Locate every line in the material below that contains the string "teal", and copy each of those lines.

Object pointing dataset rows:
—————
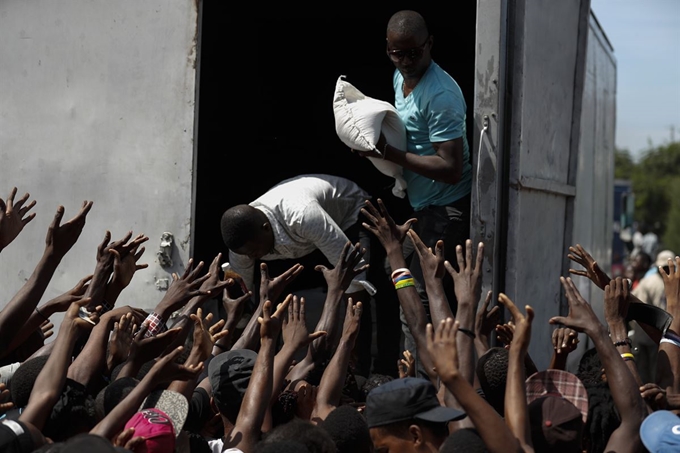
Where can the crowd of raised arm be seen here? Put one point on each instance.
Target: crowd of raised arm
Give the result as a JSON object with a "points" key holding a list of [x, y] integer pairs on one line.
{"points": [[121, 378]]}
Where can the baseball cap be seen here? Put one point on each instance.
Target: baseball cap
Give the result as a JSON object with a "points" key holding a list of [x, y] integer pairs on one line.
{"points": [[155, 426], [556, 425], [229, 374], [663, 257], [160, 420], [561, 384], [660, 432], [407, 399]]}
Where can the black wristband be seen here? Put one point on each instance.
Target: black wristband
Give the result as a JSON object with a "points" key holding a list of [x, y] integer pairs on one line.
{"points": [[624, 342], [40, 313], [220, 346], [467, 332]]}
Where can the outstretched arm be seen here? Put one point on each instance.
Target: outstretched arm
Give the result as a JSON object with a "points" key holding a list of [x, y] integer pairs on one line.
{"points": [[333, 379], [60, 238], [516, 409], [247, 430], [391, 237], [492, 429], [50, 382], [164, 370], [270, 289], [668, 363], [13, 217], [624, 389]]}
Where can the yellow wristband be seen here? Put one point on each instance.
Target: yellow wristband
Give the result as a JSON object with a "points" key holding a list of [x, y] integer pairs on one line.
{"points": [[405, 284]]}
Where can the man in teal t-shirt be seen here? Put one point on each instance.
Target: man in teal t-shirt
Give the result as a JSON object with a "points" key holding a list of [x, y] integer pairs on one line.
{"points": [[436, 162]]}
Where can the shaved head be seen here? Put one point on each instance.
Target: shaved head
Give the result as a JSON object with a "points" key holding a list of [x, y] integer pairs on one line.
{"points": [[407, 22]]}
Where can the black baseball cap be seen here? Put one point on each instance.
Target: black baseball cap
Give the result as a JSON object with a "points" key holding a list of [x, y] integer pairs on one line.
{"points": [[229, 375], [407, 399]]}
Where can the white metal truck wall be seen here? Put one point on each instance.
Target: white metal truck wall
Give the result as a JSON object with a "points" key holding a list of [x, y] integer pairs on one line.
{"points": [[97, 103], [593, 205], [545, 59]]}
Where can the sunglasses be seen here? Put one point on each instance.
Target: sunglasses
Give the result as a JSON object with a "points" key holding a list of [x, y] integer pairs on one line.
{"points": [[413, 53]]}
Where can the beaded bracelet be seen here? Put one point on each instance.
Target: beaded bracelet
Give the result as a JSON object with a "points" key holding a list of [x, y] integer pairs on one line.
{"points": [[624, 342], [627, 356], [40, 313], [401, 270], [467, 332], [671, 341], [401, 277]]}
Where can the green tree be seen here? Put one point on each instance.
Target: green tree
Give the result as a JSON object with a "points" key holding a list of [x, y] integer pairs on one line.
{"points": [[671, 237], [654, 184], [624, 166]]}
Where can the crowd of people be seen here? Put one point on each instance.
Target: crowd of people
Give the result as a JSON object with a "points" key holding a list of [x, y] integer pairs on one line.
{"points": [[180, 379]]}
—————
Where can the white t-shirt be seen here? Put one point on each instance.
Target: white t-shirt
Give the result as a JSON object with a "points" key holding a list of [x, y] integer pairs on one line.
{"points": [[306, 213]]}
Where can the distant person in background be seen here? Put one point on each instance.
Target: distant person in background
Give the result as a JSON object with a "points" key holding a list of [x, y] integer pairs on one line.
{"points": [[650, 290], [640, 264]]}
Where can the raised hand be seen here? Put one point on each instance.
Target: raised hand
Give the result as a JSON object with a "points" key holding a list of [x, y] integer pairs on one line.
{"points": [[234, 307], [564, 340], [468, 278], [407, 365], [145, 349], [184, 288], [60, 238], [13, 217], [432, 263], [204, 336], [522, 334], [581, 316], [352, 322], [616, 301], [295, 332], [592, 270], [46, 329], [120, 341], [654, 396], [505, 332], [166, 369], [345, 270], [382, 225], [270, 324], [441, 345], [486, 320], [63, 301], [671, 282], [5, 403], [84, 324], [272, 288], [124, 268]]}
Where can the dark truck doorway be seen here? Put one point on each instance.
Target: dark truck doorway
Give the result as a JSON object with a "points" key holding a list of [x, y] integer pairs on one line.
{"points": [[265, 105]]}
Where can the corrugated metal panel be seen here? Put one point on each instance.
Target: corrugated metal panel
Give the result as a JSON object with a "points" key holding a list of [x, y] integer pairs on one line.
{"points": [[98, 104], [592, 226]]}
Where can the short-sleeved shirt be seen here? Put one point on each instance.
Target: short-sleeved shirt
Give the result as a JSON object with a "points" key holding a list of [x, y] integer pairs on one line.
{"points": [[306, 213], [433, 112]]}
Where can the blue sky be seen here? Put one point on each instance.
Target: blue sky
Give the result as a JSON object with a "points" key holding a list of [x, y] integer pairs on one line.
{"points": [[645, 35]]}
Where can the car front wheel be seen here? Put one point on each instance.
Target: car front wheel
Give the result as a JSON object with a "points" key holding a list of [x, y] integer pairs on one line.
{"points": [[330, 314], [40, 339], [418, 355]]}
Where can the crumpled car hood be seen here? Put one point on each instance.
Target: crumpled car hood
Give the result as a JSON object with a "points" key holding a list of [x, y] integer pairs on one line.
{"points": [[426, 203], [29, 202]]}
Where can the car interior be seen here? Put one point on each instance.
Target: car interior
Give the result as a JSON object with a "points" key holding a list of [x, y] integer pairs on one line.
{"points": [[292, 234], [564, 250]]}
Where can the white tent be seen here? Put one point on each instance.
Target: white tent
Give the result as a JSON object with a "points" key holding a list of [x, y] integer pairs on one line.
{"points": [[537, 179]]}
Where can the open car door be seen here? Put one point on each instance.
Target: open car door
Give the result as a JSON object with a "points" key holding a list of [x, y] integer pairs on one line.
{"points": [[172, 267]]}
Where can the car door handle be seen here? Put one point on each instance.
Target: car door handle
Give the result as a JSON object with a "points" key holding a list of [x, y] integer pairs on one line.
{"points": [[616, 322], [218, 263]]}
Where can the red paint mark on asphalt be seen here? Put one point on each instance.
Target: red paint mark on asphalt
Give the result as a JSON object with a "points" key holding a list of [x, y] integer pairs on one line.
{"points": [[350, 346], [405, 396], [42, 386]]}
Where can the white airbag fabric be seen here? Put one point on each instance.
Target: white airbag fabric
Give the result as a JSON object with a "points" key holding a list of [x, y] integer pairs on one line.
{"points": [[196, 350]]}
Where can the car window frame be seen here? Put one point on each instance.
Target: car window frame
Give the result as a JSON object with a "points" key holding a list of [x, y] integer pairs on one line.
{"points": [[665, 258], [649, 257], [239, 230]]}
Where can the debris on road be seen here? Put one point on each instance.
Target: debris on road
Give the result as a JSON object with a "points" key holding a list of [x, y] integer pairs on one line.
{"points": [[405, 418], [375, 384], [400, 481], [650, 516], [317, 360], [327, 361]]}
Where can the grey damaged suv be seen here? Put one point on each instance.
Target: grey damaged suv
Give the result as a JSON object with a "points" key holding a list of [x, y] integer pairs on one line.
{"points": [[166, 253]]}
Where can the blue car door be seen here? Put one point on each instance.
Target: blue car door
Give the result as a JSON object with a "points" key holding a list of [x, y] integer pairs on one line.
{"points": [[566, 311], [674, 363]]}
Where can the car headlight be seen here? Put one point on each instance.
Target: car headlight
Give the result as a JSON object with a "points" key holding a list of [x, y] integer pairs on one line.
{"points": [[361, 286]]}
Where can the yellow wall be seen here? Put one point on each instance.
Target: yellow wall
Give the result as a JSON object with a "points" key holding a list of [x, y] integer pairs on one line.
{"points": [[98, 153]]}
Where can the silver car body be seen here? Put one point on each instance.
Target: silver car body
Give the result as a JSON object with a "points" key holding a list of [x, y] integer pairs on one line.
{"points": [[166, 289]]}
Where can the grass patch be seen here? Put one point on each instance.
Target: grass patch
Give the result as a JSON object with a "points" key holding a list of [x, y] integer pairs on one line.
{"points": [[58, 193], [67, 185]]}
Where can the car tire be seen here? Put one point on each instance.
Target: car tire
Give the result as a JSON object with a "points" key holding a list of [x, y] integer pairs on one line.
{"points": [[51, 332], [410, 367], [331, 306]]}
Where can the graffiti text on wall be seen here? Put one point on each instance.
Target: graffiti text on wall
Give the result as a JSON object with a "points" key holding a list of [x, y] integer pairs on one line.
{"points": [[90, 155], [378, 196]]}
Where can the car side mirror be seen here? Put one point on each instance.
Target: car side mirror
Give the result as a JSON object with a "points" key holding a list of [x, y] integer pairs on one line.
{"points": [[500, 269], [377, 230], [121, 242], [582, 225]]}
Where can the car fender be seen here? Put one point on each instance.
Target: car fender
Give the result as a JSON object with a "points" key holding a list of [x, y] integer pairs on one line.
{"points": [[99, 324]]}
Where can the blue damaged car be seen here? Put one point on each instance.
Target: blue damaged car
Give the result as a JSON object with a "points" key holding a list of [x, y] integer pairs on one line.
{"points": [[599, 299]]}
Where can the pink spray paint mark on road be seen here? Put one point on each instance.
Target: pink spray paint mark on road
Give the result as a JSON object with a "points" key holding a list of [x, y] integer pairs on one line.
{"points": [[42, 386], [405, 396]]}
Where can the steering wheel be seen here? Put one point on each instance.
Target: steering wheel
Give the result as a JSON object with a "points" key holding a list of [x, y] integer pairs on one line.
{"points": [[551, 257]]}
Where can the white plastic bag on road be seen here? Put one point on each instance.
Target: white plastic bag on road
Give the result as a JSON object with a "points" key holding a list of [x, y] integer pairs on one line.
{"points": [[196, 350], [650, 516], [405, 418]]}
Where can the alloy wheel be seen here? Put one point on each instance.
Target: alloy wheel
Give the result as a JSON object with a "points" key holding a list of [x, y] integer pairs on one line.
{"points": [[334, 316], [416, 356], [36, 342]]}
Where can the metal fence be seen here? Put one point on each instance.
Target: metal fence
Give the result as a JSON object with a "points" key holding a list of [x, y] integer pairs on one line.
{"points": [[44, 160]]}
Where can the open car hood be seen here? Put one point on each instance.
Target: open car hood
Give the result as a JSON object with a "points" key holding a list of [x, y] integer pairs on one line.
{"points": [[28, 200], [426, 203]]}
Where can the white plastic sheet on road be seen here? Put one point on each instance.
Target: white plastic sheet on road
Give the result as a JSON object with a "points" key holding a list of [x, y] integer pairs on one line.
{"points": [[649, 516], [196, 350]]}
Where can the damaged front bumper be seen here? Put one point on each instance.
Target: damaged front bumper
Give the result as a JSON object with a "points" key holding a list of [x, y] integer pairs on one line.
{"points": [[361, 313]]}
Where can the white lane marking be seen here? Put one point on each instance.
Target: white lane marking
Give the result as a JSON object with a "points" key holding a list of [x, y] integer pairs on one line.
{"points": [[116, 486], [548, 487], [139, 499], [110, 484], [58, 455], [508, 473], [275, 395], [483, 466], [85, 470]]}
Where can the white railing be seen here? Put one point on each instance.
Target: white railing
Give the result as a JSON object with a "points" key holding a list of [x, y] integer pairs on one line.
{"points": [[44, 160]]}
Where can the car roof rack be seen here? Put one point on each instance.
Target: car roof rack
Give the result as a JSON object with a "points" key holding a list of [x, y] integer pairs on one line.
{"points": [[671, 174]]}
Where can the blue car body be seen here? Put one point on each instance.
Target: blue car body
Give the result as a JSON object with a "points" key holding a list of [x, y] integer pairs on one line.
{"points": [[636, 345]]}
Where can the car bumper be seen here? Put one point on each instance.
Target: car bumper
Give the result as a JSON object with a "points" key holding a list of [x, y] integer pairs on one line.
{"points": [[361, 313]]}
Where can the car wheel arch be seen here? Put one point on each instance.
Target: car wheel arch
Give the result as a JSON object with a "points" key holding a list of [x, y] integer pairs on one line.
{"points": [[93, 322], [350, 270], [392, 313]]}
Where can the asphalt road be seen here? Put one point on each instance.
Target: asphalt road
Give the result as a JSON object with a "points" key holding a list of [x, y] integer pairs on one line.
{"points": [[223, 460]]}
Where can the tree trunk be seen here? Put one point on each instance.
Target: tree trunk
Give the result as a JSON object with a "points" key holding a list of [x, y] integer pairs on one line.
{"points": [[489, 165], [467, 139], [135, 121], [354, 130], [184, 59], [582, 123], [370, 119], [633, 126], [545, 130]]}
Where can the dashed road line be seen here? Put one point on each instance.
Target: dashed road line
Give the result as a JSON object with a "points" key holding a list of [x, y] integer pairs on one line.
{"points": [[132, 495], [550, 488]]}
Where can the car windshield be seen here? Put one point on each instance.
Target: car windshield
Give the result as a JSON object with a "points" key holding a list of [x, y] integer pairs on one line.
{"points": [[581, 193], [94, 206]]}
—————
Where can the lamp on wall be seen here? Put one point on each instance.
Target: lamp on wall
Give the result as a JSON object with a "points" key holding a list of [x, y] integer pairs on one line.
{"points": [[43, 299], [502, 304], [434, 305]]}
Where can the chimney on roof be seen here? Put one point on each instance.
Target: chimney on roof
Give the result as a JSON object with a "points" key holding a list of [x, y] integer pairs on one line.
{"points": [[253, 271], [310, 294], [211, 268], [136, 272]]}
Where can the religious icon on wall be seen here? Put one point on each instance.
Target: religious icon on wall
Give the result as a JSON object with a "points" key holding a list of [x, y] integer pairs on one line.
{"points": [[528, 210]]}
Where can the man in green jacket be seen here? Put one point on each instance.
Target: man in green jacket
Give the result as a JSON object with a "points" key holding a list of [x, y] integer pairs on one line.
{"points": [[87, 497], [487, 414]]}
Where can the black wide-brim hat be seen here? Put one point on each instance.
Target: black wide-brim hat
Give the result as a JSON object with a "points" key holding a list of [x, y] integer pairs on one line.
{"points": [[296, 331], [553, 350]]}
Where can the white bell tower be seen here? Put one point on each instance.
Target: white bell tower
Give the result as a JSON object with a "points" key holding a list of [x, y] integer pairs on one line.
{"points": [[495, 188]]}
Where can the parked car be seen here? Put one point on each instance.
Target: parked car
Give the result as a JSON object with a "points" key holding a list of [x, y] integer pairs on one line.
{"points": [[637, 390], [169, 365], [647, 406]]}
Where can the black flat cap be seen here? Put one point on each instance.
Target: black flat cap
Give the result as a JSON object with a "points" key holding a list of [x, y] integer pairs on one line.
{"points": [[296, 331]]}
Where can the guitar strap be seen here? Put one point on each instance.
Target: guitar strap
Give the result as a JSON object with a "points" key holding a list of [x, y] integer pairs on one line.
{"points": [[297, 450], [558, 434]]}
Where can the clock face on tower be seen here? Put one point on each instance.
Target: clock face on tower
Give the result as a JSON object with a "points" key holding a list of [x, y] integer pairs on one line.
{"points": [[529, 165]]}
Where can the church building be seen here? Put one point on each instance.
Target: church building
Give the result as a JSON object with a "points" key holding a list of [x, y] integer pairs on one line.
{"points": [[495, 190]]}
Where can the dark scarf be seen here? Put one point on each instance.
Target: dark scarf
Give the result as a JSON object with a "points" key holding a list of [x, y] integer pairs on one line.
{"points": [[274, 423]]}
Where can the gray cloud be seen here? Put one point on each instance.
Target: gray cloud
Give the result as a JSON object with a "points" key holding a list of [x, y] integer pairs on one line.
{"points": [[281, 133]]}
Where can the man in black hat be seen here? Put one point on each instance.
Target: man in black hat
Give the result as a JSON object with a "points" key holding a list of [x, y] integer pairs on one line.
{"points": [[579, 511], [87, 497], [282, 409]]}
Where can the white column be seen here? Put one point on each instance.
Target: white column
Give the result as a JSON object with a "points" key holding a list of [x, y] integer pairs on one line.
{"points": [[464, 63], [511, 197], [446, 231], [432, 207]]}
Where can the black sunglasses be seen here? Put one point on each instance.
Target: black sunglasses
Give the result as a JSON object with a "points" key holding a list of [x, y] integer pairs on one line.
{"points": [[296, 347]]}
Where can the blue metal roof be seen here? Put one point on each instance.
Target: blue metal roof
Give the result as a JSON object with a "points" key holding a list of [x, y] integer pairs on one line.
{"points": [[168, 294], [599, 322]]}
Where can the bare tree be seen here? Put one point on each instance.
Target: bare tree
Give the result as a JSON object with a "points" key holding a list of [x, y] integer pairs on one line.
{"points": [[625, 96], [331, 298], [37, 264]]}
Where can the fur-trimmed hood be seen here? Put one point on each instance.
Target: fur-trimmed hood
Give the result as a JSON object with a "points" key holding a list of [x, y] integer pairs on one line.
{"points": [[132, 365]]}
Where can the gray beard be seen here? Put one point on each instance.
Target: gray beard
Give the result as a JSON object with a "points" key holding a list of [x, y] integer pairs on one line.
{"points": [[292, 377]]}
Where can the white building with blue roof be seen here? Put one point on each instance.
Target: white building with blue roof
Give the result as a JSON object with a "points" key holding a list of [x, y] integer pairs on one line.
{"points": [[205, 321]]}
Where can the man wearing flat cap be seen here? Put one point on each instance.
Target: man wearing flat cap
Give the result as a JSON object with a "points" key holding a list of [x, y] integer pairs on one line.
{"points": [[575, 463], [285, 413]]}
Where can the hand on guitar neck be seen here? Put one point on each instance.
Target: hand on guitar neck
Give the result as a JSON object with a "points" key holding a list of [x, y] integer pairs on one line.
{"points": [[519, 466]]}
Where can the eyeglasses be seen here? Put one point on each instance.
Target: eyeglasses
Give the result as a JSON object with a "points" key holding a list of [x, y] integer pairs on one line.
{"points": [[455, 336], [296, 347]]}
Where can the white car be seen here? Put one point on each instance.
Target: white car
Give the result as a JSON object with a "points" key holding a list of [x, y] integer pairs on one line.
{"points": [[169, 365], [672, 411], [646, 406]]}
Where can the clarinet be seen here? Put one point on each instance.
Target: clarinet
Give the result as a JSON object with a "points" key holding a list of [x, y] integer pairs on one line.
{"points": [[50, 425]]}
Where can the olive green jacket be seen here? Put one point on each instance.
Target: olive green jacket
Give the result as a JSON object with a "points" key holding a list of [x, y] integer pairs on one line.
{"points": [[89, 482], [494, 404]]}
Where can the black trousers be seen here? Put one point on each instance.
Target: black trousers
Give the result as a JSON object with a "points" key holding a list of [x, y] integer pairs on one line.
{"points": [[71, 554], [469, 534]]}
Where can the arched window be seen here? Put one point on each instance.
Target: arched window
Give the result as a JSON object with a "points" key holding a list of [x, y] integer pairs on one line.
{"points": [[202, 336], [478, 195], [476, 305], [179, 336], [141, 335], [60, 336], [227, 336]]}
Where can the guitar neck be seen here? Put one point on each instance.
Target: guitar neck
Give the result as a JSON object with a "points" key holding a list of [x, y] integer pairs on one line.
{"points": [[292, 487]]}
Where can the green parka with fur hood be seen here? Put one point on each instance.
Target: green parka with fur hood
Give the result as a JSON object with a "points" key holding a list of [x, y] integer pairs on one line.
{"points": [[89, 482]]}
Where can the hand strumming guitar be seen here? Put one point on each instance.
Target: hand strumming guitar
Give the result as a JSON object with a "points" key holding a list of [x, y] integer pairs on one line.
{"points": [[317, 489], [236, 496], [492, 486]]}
—————
## Answer below
Where can the man in teal t-shirt be seen here? Put one point on each instance.
Target: man in teal t-shirt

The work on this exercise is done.